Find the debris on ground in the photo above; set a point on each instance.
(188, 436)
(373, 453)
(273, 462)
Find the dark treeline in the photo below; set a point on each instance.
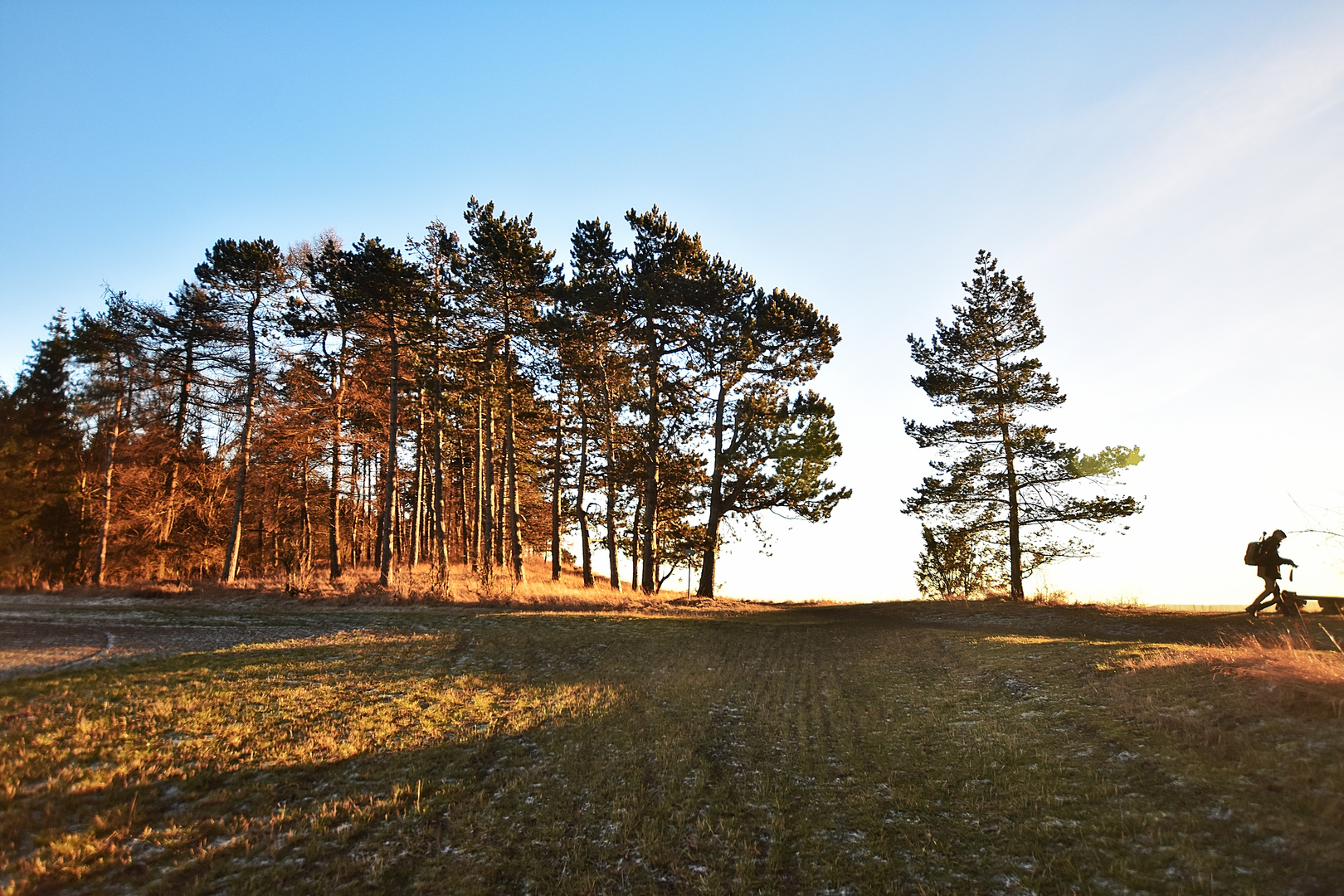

+ + + +

To do >>
Please output the records exactly, leaving the pictures out.

Worked solution >>
Find the debris on ground in the photo above; set a point on each instance.
(188, 436)
(373, 453)
(273, 462)
Find the dark treeline in the photo below; set a point on each instance.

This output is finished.